____ 本文抜粋
芭蕉の俳句は、世界中の国の教科書に掲載され、世界で最も短い詩として紹介されています。
松尾芭蕉 (まつおばしょう) は、江戸時代の俳人です。言葉遊びの俳諧を、芸術にまで高めて、俳聖と呼ばれます。
芭蕉の俳句は、世界中の国の教科書に掲載され、世界で最も短い詩として紹介されています。
俳句: 行く春や 鳥啼き魚の 目は泪
かな: ゆくはるや とりなきうおの めはなみだ
季語: 春
訳文: 春は過ぎ去ろうとしているが、それを惜しんで鳥は鳴き、魚は目に涙をたたえているかのようだ。
俳句: 鶯や 柳のうしろ 藪の前
かな: うぐいすや やなぎのうしろ やぶのまえ
季語: 春
訳文: ウグイスが柳の後ろへ藪の前へと、あちこち飛び移って、しきりに鳴き交わしているなあ。
俳句: 梅が香に のっと日の出る 山路かな
かな: うめがかに のっとひのでる やまじかな
季語: 春
訳文: 早春の山道を歩いていると、梅の香りにさそわれるかのように、太陽がのっという感じで顔を出したなあ。
俳句: しばらくは 花の上なる 月夜かな
かな: しばらくは はなのうえなる つきよかな
季語: 春
訳文: 満開の花だ。そして、その上に月が上った。しばらくは月下の花見ができそうだなあ。
俳句: 門松や おもへば一夜 三十年
かな: かどまつや おもへばいちや さんじゅうねん
季語: 春
訳文: 新しい年を迎えて、この30年を振り返ってみれば、まるで一夜の夢のようだ。
________
____ 提供データ
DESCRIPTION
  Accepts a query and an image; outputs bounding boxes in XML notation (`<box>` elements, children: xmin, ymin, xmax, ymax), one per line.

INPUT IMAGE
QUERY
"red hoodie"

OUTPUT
________
____ 提供データ
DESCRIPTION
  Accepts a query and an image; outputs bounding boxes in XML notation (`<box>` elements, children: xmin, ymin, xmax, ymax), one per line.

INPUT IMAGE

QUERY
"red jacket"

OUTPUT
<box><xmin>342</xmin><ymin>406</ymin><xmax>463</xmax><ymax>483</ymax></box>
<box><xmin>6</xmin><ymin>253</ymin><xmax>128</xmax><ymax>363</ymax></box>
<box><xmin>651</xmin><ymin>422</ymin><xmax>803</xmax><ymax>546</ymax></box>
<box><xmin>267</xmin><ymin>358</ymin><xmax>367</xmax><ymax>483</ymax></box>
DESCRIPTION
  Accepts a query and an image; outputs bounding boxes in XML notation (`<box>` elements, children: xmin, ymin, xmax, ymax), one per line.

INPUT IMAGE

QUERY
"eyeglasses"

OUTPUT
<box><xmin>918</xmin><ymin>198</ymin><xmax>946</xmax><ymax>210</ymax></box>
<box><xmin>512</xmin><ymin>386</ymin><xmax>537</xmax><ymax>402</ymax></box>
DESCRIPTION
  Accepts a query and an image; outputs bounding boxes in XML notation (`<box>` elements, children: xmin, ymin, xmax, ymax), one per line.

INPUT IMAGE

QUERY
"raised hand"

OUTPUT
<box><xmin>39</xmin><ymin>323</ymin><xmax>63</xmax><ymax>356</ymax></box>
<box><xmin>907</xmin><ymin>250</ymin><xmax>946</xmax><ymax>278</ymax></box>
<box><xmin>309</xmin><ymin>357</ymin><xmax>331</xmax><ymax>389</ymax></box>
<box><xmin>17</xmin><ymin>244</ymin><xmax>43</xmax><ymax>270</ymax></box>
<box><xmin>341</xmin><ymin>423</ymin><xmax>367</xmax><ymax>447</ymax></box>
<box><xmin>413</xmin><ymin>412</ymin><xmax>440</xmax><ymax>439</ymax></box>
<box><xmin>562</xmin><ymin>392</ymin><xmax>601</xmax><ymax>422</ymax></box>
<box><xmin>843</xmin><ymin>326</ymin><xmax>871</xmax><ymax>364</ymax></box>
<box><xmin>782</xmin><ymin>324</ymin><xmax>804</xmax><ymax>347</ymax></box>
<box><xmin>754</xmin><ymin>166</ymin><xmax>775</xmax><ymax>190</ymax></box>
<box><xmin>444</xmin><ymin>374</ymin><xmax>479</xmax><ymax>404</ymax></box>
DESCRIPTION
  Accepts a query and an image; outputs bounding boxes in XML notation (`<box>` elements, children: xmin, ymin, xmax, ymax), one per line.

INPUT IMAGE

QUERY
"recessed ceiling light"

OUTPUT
________
_作業内容_. 芭蕉の俳句の紹介文を、最後の項目の後から続けてください。 これらのデータは芭蕉の俳句の紹介文とは関係ありません。

_出力結果_.
俳句: 夏草や兵どもが夢の跡
かな: なつくさや つわものどもが ゆめのあと
季語: 夏
訳文: かつて戦場だったこの地に来てみると、功名を競った兵士たち(義経や奥州藤原氏)の夢のあともなく、ただ夏草が茂っているばかりだなあ。
俳句: 閑さや 岩にしみ入る 蝉の声
かな: しずけさや いわにしみいる せみのこえ
季語: セミ 夏
訳文: あたりは静かで、物音ひとつせず静まりかえっている。その中で蝉の声だけが岩にしみ入るように聞こえ、静寂さをいっそう際立たせている。
解説: 閑さや (しずけさや) の代わりに 静けさや (しずかさや) と詠む場合もあります。俳句集「奥の細道」では、山形県は宝珠山・立石寺に立ち寄ったときの句として掲載されています。山寺が持つ閑寂さがよく表現されています。また、立石寺には、芭蕉の弟子たちがセミ塚を作りました。
英訳: Stillness, sinking into the stones, cicada's songs
俳句: 五月雨を あつめて早し 最上川
かな: さみだれを あつめてはやし もがみがわ
季語: 夏
訳文: 五月雨を一つに集めたように、なんとまあ最上川の流れの早くすさまじいことだ。
俳句: 五月雨の 降りのこしてや 光堂
かな: さみだれの ふりのこしてや ひかりどう
季語: 夏
訳文: 毎年降る五月雨が、この堂だけは降らずに残したのだろうか。光堂という名のとおり、光り輝いている。
俳句: 古池や 蛙飛び込む 水の音
かな: こいけや かわずとびこむ みずのおと
季語: 夏
訳文: 古池にとつぜん蛙が飛びこんだ。その水音が一瞬静けさを破ったが、またすぐもとの静けさに戻った。
俳句: 秋深き 隣は何を する人ぞ
かな: あきふかき となりはなにを するひとぞ
季語: 秋
訳文: 秋が深まり、野山が寂しく感じられるようになると、人恋しくなり、隣人のことなどが気になってくるよ。
俳句: 荒海や 佐渡によこたふ 天の河
かな: あらうみや さどによこたふ あまのがわ
季語: 秋
訳文: 日本海の荒波の向こうには佐渡ケ島がある。空を見上げると、その佐渡が島に向かって、天の川が白々と夜空に大きく横たわっている。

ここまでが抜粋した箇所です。